**Task set:**
A) In the passage on Ontario nursing, replace "designations" with "categories" and give everything from "We also discussed" down to "the OLIP program!".
B) List the designations for nurses in Ontario that the passage on Ontario nursing names.

*** Opening Text passage ***

In May, we had a fascinating meeting with Doug Anderson of the Ontario Nurses Association (ONA)! The ONA, one of our great sponsors, represents over 68,000 registered nurses and healthcare professionals as Ontario’s nursing union. It has been a busy year for the ONA, with the nurses they represent working tirelessly on the front lines of the COVID-19 pandemic. Naturally, much of our discussion focused on the pressing, pandemic-related issues facing the nursing profession in Ontario. This includes issues such as ensuring adequate PPE and PPE directives, fighting for fair compensation and wage increases for nurses, and advocating for improved conditions and more full-time staff in long-term care homes.

Prior to our meeting with the ONA, I’d always been curious about the different functions of the three major nursing-related bodies in Ontario: the ONA, the Registered Nurses Association of Ontario (RNAO), and the College of Nurses of Ontario (CNO). Mr. Anderson explained to us the CNO is the regulatory college, acting to protect the public, and RNAO is the professional body, and the ONA is the labour union. Mr. Anderson explained that Ontario is unique from most other provinces in that the professional body and the labour union are separate organizations.

We also discussed another pressing issue: scope of practice. In Ontario, we have three designations for nurses: Registered Nurses, Nurse Practitioners, and Registered Practical Nurses. Each level of licensing requires different lengths of training and certification. The challenge for the ONA and other nursing organizations in Ontario is navigating the varying scopes of practice that come with each of these designations.

Thank you to Mr. Anderson for taking the time to meet with us and discuss the nursing profession in Ontario, and to the ONA for their continued, generous support of the OLIP program!

*** Closing Text passage ***
*** Opening Dataset extract ***

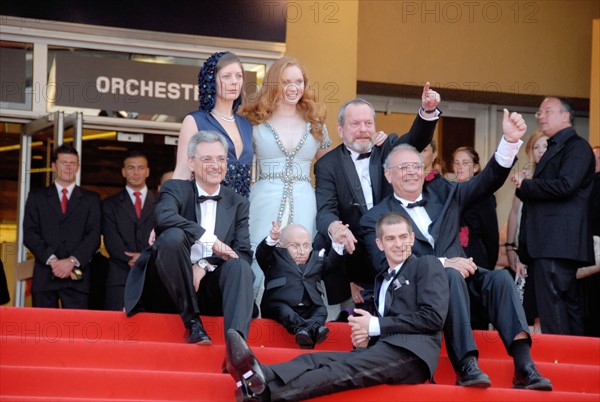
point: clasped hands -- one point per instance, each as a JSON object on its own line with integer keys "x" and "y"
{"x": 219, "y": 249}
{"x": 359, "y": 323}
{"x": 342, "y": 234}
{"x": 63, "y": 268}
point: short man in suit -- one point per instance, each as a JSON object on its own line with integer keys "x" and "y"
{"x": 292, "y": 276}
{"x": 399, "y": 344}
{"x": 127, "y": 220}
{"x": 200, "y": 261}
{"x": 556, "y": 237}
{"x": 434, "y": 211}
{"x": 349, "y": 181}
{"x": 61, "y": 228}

*** Closing Dataset extract ***
*** Opening Dataset extract ***

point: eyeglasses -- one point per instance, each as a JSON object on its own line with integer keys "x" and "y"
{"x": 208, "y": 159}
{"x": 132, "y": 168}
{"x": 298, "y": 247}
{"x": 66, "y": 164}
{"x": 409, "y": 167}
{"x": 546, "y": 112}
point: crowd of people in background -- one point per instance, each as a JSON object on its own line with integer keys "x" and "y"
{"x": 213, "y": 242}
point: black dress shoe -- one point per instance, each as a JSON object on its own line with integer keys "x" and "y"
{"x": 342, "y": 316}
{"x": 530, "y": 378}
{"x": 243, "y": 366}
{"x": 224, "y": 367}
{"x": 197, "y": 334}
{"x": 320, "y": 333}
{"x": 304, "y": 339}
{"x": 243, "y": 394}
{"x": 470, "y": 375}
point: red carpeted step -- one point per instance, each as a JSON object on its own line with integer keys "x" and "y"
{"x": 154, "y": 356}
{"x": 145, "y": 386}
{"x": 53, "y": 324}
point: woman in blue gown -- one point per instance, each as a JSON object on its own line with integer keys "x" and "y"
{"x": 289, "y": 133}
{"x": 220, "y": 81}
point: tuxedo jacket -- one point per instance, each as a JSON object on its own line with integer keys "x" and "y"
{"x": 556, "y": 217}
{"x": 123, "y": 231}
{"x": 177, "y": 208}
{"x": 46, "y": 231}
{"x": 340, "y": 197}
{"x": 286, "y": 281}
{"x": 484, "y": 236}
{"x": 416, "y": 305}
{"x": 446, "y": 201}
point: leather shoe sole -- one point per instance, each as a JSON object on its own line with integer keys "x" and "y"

*** Closing Dataset extract ***

**Solutions to the exercise:**
A)
We also discussed another pressing issue: scope of practice. In Ontario, we have three categories for nurses: Registered Nurses, Nurse Practitioners, and Registered Practical Nurses. Each level of licensing requires different lengths of training and certification. The challenge for the ONA and other nursing organizations in Ontario is navigating the varying scopes of practice that come with each of these categories.

Thank you to Mr. Anderson for taking the time to meet with us and discuss the nursing profession in Ontario, and to the ONA for their continued, generous support of the OLIP program!

B)
Registered Nurses
Nurse Practitioners
Registered Practical Nurses